» Verilen Alıştırma:
Aşağıdaki Van depremi ve Afet Bilgi Sistemi metninden, "Afet Bilgi Sistemi olsaydı, Van’daki" sözcüklerinin geçtiği yerle başlayıp "koordinasyonsuzluğun oluşmayacağını savundu." ile biten bölümü lütfen aynen aktarın.

++++ Okuma Metni

Afet Bilgi Sistemi olsaydı, Van’daki tablo 5-10 dakika içinde öğrenilecekti

Van’da yüzlerce insanın ölümüne, binin üzerinde kişinin yaralanmasına neden olan deprem, Türkiye’deki önemli bir eksiği...

Van’da yüzlerce insanın ölümüne, binin üzerinde kişinin yaralanmasına neden olan deprem, Türkiye’deki önemli bir eksiği yeniden gündeme getirdi. Türkiye Coğrafi Bilgi Sistemleri (CBS)’nin alt bileşenlerinden Afet Bilgi Sistemi’ne sahip olsaydı depremden 5-10 dakika sonra Van’da deprem sonrası tablo net olarak bilinecekti. Uzmanlar, Türkiye’nin 1999 Marmara Depremi’nden bu yana tartıştığı bu eksiklik giderilmiş olsaydı, Van’da deprem sonrası yaşanan kaos ve karmaşanın, koordinasyonsuzluğun oluşmayacağını savundu.

++++++++
++++ Verilen Kayıtlar

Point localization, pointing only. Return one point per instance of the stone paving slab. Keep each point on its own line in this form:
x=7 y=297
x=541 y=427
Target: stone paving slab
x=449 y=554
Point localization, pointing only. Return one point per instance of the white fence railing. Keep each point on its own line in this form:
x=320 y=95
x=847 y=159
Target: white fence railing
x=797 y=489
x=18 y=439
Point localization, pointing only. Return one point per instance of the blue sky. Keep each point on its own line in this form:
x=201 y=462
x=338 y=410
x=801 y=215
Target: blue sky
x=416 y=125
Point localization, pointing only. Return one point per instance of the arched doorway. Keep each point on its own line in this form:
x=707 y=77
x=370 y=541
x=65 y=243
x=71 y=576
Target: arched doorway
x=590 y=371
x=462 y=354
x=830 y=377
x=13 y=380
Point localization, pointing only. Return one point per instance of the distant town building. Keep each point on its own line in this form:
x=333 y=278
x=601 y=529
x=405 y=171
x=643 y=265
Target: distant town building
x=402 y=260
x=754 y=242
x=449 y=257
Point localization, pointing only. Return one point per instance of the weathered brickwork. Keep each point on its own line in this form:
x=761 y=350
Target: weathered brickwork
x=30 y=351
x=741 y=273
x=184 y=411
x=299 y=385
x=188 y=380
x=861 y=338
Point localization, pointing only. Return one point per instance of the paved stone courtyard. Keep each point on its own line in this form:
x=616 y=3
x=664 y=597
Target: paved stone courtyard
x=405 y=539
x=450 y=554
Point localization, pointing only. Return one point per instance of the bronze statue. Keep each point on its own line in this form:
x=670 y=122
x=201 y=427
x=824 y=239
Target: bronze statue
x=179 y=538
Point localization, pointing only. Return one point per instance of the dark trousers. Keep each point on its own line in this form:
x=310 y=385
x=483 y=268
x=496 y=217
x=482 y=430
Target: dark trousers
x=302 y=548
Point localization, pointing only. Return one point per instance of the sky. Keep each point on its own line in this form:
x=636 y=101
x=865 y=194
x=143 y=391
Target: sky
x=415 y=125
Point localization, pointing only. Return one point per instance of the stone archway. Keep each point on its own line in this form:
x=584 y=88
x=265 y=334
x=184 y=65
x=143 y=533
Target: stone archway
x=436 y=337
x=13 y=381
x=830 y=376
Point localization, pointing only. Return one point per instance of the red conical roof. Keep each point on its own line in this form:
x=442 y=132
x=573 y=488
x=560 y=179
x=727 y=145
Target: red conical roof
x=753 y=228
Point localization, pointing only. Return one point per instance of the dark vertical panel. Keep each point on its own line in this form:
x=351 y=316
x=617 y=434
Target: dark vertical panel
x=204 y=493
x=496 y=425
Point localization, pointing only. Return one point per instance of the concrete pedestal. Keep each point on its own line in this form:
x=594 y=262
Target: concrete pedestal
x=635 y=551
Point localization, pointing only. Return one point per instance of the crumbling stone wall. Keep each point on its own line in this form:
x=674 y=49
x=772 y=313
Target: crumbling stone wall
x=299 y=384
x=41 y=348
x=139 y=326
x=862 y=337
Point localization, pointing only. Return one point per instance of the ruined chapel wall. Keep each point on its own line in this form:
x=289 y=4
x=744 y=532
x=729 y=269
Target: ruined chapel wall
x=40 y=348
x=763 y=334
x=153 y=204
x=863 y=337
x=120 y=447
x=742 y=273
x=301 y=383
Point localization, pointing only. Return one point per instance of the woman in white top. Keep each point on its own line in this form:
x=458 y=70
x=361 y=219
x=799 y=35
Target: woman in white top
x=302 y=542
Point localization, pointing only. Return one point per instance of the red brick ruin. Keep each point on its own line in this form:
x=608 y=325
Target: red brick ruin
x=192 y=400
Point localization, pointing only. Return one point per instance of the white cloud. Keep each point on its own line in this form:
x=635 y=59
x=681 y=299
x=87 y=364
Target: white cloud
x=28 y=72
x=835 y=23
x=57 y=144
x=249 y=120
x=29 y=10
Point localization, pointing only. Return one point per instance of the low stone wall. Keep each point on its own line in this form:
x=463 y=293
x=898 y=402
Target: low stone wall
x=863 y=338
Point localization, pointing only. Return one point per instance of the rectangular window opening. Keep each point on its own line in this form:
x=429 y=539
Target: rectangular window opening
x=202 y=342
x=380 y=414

++++++++

» Alıştırma Yanıtı:
Afet Bilgi Sistemi olsaydı, Van’daki tablo 5-10 dakika içinde öğrenilecekti

Van’da yüzlerce insanın ölümüne, binin üzerinde kişinin yaralanmasına neden olan deprem, Türkiye’deki önemli bir eksiği...

Van’da yüzlerce insanın ölümüne, binin üzerinde kişinin yaralanmasına neden olan deprem, Türkiye’deki önemli bir eksiği yeniden gündeme getirdi. Türkiye Coğrafi Bilgi Sistemleri (CBS)’nin alt bileşenlerinden Afet Bilgi Sistemi’ne sahip olsaydı depremden 5-10 dakika sonra Van’da deprem sonrası tablo net olarak bilinecekti. Uzmanlar, Türkiye’nin 1999 Marmara Depremi’nden bu yana tartıştığı bu eksiklik giderilmiş olsaydı, Van’da deprem sonrası yaşanan kaos ve karmaşanın, koordinasyonsuzluğun oluşmayacağını savundu.